QUOTED PASSAGE:
◇ ◇ ◇
Diversity and qualifications disclosure

To promote diversity on boards, Vanguard will support disclosure of a broad set of director characteristics, including race, ethnicity, national origin, age and gender through both its engagement and voting efforts. Accordingly, it has updated its voting guidelines to specifically address diversity-related shareholder proposals, providing that it will support such proposals if:​

  • The proposal seeks disclosure related to directors' diversity or skills and qualifications, unless such information is already disclosed.
  • The proposal asks companies to adopt board diversity related policies, unless appropriate policies already exist.

Independent chairman of the board

Vanguard has provided an expanded discussion of its policy position relating to independent chair shareholder proposals. Vanguard considers board leadership structure to be a board matter and will therefore generally vote against a shareholder proposal to separate the roles of chair and CEO, unless there are significant independence or board effectiveness concerns based on consideration of the following factors:​

  • Lack of a strong lead independent director role
  • Lack of accessibility to independent board members through company policy or practice
  • Low overall board independence
  • Governance structural flaws such as multiple share classes with different voting right or key committees that are not fully independent
  • A pattern of non-responsiveness to shareholders
  • Governance failings such as unilaterally classifying the board

Oversight of Strategy and Risk

Environmental and social disclosure

Vanguard has expanded the discussion of its approach on environmental and social issues to provide distinct guidelines for both its approach to shareholder proposals requesting environmental/social disclosure and those requesting the adoption of targets, goals, or environmental/social policies or practices. In its case-by-case approach to environmental and social disclosure proposals, Vanguard notes that each proposal will be evaluated in the context that the board is ultimately responsible for oversight of strategy, including sustainability risks and opportunities that have a demonstrable link to long-term shareholder value. Accordingly, it is likely to support proposals that aim to address any disclosure gaps, reflect an industry-specific materiality-driven approach and are not overly prescriptive. In determining its vote, Vanguard may engage with the company and/or the shareholder proponent.​​

Environmental and social policy and practices

Vanguard again takes case-by-case approach to proposals that prescribe adoption of environmental and social goals or policies and practices. However, the revised policy seems to suggest that its support of these types of proposals may be more limited, noting these proposals sometimes cross from governance into management territory, and that shareholders often do not have adequate information to judge whether management and the board have failed to implement an appropriate strategy.  Interestingly, the guidelines note that if a proposal seems reasonable, Vanguard may engage with the company to understand its perspective and implementation of any related strategic priority, even if Vanguard does not support the shareholder proposal.
◇ ◇ ◇
CHALLENGE A: In the passage on Vanguard's voting guidelines, transcribe the stretch from "To promote diversity" through "policies already exist.".
CHALLENGE B: Continue the passage on Vanguard's voting guidelines from its last sentence.

STORED ROWS:
◇ ◇ ◇
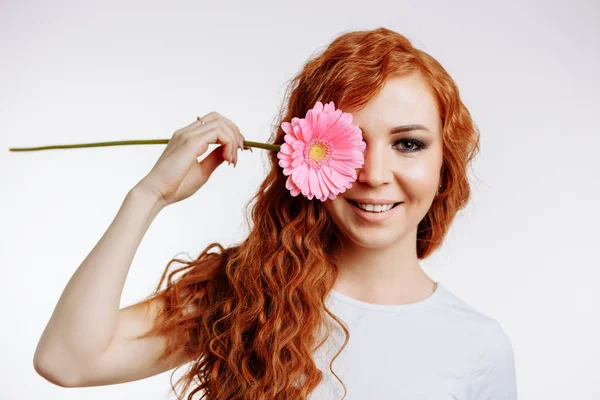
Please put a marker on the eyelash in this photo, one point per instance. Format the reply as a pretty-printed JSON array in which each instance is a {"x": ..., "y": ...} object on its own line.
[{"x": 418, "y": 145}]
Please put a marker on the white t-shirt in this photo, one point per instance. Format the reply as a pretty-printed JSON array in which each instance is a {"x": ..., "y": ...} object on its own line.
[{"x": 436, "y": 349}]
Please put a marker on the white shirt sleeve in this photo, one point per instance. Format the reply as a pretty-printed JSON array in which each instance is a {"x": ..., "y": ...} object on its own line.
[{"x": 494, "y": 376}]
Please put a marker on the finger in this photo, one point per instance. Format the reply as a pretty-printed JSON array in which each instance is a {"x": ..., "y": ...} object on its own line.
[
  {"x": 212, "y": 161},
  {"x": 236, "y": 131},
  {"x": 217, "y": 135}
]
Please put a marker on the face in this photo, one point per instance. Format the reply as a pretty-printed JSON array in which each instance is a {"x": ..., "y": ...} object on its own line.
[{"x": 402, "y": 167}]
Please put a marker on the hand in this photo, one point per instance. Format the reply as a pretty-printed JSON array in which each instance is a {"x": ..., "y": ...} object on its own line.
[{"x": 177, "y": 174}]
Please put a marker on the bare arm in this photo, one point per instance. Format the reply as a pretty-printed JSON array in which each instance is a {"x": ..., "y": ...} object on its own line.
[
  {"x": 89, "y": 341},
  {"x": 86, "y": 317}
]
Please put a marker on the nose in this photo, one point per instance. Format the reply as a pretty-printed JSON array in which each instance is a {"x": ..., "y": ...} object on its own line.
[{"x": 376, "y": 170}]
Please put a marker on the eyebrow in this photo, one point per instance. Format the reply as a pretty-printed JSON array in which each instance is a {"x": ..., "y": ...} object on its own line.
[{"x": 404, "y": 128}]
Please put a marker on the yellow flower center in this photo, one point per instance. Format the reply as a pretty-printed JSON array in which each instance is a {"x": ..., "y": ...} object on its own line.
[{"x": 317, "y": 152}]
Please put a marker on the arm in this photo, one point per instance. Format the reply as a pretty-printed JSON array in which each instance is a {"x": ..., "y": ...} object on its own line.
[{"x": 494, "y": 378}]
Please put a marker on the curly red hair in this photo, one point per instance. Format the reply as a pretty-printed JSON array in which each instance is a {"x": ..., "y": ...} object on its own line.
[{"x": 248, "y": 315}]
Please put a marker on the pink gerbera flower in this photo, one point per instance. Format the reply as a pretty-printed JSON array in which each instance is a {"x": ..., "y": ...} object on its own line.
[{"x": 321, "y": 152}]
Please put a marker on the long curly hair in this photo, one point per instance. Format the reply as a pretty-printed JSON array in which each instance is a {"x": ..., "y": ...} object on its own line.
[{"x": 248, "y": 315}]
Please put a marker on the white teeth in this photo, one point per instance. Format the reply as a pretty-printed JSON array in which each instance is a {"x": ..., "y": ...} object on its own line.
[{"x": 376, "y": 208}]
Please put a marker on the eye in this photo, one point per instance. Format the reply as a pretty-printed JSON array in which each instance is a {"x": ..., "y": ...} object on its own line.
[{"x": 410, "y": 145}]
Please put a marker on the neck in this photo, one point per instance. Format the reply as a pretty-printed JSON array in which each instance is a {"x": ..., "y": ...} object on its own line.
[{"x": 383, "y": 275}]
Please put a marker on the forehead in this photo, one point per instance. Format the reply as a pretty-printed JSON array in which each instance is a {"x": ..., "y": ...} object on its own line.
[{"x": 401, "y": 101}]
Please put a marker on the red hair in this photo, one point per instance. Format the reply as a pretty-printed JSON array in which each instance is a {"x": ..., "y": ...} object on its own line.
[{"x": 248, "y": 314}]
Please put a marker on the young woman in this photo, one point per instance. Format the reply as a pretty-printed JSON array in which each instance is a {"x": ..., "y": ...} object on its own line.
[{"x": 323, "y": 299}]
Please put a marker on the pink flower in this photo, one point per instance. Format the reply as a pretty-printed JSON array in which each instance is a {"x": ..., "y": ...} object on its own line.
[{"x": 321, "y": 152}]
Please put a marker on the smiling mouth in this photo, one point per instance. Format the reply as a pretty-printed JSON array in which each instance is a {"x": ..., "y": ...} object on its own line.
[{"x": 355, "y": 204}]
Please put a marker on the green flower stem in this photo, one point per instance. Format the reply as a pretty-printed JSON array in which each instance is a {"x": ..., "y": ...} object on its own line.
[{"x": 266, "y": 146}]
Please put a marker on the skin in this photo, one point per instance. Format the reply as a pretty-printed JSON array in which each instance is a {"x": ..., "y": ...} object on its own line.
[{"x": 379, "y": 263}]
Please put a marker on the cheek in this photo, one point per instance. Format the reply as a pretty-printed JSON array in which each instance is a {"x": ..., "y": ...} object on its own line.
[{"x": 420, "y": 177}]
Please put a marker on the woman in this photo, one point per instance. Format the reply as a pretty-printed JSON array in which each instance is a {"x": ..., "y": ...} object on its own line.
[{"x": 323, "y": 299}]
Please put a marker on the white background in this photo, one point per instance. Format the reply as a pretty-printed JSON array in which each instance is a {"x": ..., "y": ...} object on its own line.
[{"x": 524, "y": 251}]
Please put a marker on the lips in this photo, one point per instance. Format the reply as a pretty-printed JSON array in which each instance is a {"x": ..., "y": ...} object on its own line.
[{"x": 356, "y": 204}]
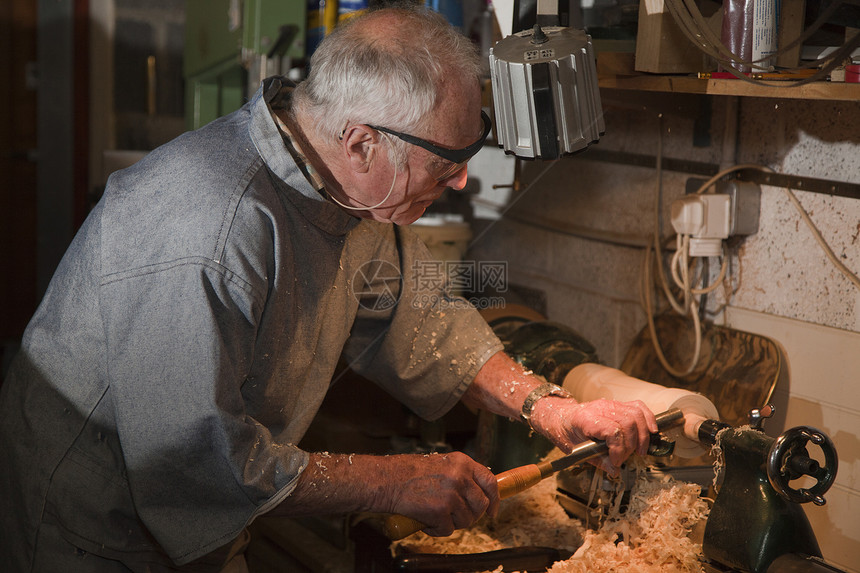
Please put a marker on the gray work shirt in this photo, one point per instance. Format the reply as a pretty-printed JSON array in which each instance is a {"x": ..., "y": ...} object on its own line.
◇ ◇ ◇
REPLY A:
To promote diversity on boards, Vanguard will support disclosure of a broad set of director characteristics, including race, ethnicity, national origin, age and gender through both its engagement and voting efforts. Accordingly, it has updated its voting guidelines to specifically address diversity-related shareholder proposals, providing that it will support such proposals if:​

  • The proposal seeks disclosure related to directors' diversity or skills and qualifications, unless such information is already disclosed.
  • The proposal asks companies to adopt board diversity related policies, unless appropriate policies already exist.

REPLY B:
Workforce inclusion

Vanguard has added a section on workforce diversity/inclusion policies. Vanguard will vote for proposals seeking inclusion of sexual orientation, gender identity or minority status or protected classes in a company's employment and diversity policies, while it would vote against proposals seeking exclusion of such references in a company's Equal Employment Opportunity policy. Vanguard will vote case-by-case on proposals seeking disclosure of a company's workforce diversity or workforce compensation data. 

Capitalization

Vanguard will now vote in favor of proposals seeking to increase authorized common stock amounts by up to 100% of the current share authorization. Previously, Vanguard supported an increase of up to 50%. 

Compensation

Advisory votes on executive compensation (say-on-pay)

Vanguard recognizes that norms and expectations vary by industry type, company size, company age and geographic location and therefore, it has added guidelines intended to be preferences for executive compensation. Vanguard has added lists of issues that would raise "red flags" and "yellow flags" when it evaluates say on pay proposals.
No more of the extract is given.